• **Task prompt**
Rewrite every one of the lines below, swapping each "photo" for "image" and changing nothing else. Leave the pictures out of your answer.

• **Material provided**

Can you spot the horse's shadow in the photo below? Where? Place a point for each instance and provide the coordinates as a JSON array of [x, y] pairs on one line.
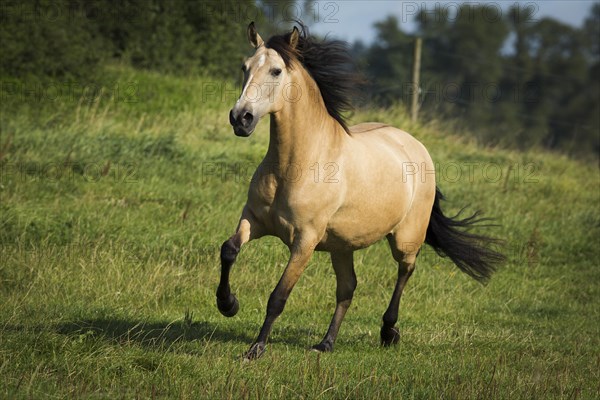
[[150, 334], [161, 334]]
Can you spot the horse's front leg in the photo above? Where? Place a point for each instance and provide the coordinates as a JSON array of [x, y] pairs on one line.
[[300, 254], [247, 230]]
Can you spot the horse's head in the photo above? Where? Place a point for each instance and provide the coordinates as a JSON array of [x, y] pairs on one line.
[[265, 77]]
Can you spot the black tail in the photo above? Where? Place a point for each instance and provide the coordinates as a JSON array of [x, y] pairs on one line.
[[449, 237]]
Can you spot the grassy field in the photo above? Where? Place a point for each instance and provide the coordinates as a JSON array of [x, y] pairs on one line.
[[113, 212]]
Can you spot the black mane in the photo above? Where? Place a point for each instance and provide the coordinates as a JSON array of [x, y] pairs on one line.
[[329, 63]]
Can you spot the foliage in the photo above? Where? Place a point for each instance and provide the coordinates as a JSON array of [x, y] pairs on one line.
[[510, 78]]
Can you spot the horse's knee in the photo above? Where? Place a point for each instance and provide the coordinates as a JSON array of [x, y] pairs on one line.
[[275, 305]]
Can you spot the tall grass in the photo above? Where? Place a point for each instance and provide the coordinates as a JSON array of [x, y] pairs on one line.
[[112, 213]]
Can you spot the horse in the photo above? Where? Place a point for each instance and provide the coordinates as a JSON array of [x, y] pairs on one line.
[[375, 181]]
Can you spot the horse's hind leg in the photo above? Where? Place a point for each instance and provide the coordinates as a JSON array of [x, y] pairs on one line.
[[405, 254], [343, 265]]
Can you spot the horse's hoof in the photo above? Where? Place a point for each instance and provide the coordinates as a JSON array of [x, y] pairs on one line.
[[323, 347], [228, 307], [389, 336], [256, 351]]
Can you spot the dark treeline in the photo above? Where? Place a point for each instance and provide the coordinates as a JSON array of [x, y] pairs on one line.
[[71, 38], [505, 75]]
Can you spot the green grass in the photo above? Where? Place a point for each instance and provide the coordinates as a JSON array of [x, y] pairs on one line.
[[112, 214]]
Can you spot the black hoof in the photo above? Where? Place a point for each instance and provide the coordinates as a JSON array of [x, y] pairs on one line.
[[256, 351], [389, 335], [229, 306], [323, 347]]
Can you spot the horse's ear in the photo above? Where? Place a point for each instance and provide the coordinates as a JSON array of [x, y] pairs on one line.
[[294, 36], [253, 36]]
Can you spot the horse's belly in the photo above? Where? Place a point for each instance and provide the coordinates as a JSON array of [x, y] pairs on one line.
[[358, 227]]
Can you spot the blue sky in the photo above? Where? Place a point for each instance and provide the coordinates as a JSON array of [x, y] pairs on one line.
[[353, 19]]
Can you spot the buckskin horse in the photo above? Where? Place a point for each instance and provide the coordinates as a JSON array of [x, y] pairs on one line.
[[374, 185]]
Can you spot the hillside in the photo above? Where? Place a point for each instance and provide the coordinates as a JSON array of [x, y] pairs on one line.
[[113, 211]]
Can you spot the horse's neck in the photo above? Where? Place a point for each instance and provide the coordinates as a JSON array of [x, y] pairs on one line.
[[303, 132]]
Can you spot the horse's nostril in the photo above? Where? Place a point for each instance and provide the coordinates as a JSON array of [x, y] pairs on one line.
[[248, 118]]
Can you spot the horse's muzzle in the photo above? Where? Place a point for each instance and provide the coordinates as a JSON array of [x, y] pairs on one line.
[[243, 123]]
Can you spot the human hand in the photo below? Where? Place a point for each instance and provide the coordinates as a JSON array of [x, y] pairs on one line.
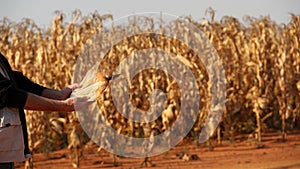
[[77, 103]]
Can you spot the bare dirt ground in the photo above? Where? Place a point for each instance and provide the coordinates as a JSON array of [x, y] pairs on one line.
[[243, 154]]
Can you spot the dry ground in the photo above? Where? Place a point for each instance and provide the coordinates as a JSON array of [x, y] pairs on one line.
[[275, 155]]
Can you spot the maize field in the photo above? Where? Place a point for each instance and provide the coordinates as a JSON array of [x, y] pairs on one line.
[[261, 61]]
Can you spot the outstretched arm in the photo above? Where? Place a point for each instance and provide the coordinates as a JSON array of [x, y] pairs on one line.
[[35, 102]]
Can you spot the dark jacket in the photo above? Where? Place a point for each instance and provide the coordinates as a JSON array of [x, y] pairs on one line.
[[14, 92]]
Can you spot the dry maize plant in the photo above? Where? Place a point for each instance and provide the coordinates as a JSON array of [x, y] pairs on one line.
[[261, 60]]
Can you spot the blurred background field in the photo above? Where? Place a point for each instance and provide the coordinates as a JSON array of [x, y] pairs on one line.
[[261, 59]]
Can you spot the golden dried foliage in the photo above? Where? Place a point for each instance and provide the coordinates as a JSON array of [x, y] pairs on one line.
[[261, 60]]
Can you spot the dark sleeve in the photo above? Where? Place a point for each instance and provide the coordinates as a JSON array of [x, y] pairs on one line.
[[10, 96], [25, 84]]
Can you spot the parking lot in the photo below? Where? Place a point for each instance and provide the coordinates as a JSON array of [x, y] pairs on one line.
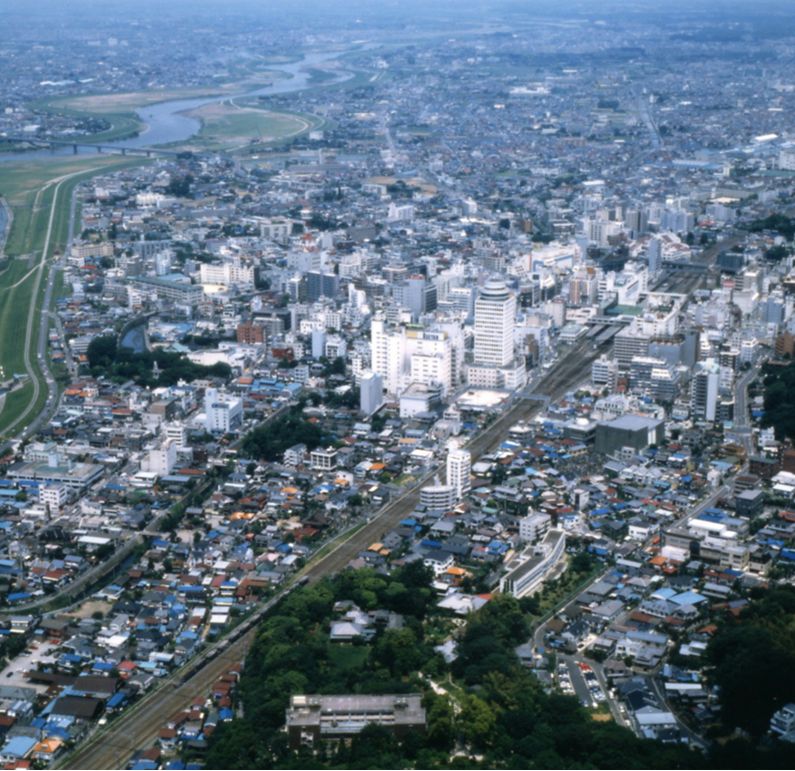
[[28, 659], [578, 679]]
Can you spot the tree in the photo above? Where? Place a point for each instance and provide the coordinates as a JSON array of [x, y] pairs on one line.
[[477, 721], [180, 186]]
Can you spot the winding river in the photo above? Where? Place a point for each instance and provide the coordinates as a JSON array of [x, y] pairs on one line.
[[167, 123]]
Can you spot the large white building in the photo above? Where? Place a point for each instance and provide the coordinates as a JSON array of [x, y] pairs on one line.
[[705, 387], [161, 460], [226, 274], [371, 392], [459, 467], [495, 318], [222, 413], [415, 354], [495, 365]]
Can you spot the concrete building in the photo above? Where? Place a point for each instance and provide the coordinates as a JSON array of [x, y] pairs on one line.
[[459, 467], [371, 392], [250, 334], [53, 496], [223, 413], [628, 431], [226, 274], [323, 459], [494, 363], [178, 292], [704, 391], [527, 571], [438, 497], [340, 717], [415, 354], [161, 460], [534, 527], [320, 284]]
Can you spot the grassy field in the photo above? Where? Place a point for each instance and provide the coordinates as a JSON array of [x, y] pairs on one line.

• **The solution**
Can you spot the horse's shadow in the image below? Where? Place a point for each instance and provide the coordinates as a JSON array of [x, y] pairs on one line.
[[150, 334], [161, 334]]
Can you spot the horse's front leg in the image above? Where? Place a point for each instance and provide the coordinates as a JSON array of [x, y] pairs on one line.
[[300, 254], [247, 230]]
Can you spot the horse's head in the image above? Where? Place a point for each instance and provide the coordinates as a JSON array of [x, y] pairs on one line.
[[265, 77]]
Can you spot the black tail in the image above? Where? Place a point for each instance and provide the coordinates as a JSON array of [x, y] pairs on one line.
[[449, 237]]
Can you spot the grassy field in the image above? Where? Place a point for each instance and provide the coordinates as a JSON array of [x, y] pairs on one line.
[[113, 212]]
Can you spot the black mane in the image above? Where? Place a point for each instance and provide the coordinates as a JSON array of [x, y] pairs on one line.
[[329, 63]]
Can you spot the foliage in the image above? Where? Place a point for each instance and provide the coordinates as a JSON array of [x, y] pairs on one line.
[[510, 78]]
Can you spot the horse's knee in the image above? Where? Place a point for each instance and provide the coordinates as a JSON array of [x, y] pairs on one line.
[[275, 305]]
Can you spot the tall grass in the image above? Where? Place a point for each instance and provide the coordinates as a JSON array of [x, y] pairs on one line.
[[112, 213]]
Can you spot the horse in the image above? Where? Place a point for each instance and provide the coordinates as a JSON array of [x, y] pairs on one line.
[[375, 181]]
Can you spot the horse's hind leg in the image above? Where? Place a point for each instance and provide the coordinates as a JSON array of [x, y] pairs on one line.
[[405, 254], [343, 265]]
Can you spot the horse's hoof in the image above? Where? Place a point for each instance and provide the coordinates as a JSON array of [x, y] pairs on one line.
[[323, 347], [228, 307], [389, 336], [256, 351]]
Can you spot the dark treeline in the image above? Where? Place a point for each instance and provide the coordinates as a JSON array of [x, y] pairs on one line.
[[71, 38], [505, 75]]
Can you spot the green grass in the image above? Where? Place a point for each instance and provide the coordinates as a JSON array of [x, y] pairs on one line.
[[112, 214]]
Can you spot the black hoof in the image above? Where? Place a point for each instance and provide the coordinates as a JSON array of [x, y] pairs on one line.
[[256, 351], [389, 335], [229, 306], [323, 347]]
Can you spot the horse's ear in the image above? Where? Place a point for each instance and provide the coordinates as a JSON array of [x, y] pairs on one line.
[[294, 36], [253, 36]]
Can you spot the horse's belly in the image above? Where? Place a point for each instance and provide the coordinates as a JSON array of [x, y] pairs on one line.
[[358, 227]]
Can you spot the blue sky in the image above? Where? Place a point for each instance and provide the coordinates as a JSON array of [x, y] pairs on one line.
[[353, 19]]
Can you spot the buckskin horse in the image above? Where? Place a point for each instance and provide the coordinates as a JSON array of [x, y] pairs on one line.
[[374, 185]]
Can you spot the hillside in the image above? Where? Place a point for each instance and provide the coordinates as a JSON array of [x, y] pairs on one line.
[[113, 211]]
Can you spot the horse's neck in the image above? Where? Place a point for each instance and provide the coordinates as a JSON array of [x, y] pairs on one line.
[[303, 132]]
Can you spot the horse's nostril in the image above? Where? Place a point for each instance and provide the coordinates as a JSON array of [x, y] pairs on one line.
[[248, 118]]
Can you spot the horse's muzzle in the image above? Where? Place a point for each instance and provide the coordinates as a JSON array of [x, y] pairs on one line.
[[243, 123]]
Can you spot the human hand in the image below? Where? Place a point for each instance and provide the coordinates as a JSON array of [x, y] pairs on one line.
[[77, 103]]
Can you spot the bare dirt ground in the image above? Where? Place a point for each instance and provide the coordinates as a JSON array of [x, y] pairs on one line.
[[243, 154]]
Can you spot the dry ground in the image above? Where? Place a point for each instance and provide the coordinates as a JSON array of [x, y] pairs on one line.
[[275, 155]]
Can you spot the maize field in the image above? Where? Place a point for each instance and provide the coordinates as a JSON array of [x, y] pairs on one line.
[[261, 61]]
Can you spot the outstretched arm in the image above? Where? Place a point for each instance and provide the coordinates as a JSON array of [x, y] pairs on one line.
[[35, 102]]
Can you spot the dark jacket in the image above? Where? Place a point for each instance and provide the coordinates as a JSON array of [x, y] pairs on one line.
[[14, 92]]
Can you spot the dry maize plant in the image above? Where? Place a point for each instance and provide the coordinates as a JSON array of [x, y] pairs on one line.
[[261, 60]]
Can you spot the blurred background field in the image above? Where? Place a point for each instance and provide the coordinates as a JSON array of [x, y] pairs on one line.
[[261, 59]]
Can you spot the golden dried foliage in the image above? Where? Place a point for each instance and provide the coordinates as a JSON array of [x, y] pairs on one line.
[[261, 60]]
Can you spot the dark sleeve in the image above? Where? Place a point for each instance and provide the coordinates as a JSON array of [x, y] pairs on one line.
[[10, 96], [25, 84]]
Can you spot the parking lot in the image below? Where? Place a point for each instance and provide the coordinates as a JSON array of [x, y] pairs on one line.
[[28, 659], [578, 679]]
Can you spot the tree in the image above? Where? Place a point for each instance and provide the coordinates as a JSON array of [x, y] pairs on one line.
[[477, 721], [180, 186]]
Can you spot the winding river in the image above? Where? Place a point for each instance and provide the coordinates as a JSON array of [x, y] pairs on one line.
[[167, 123]]
Can you spot the large white building in the image above? Where? Place a point for each instance and provide the coordinates as a JSON array of [x, y] pairs on one line.
[[705, 387], [161, 460], [226, 274], [371, 392], [459, 467], [495, 318], [222, 413], [415, 354], [495, 365]]
Can you spot the concrete building in the image above? Where? Place a point for each instance and provide the coordinates as a JSON array of [x, y] pairs on one line.
[[459, 467], [371, 392], [250, 334], [53, 496], [223, 413], [628, 431], [226, 274], [323, 459], [494, 363], [178, 292], [704, 391], [527, 571], [438, 497], [340, 717], [415, 354], [161, 460], [534, 527], [320, 284]]
Can you spot the grassy field in the image above? Where? Place a point for each instance and provide the coordinates as a JSON array of [x, y] pairs on one line.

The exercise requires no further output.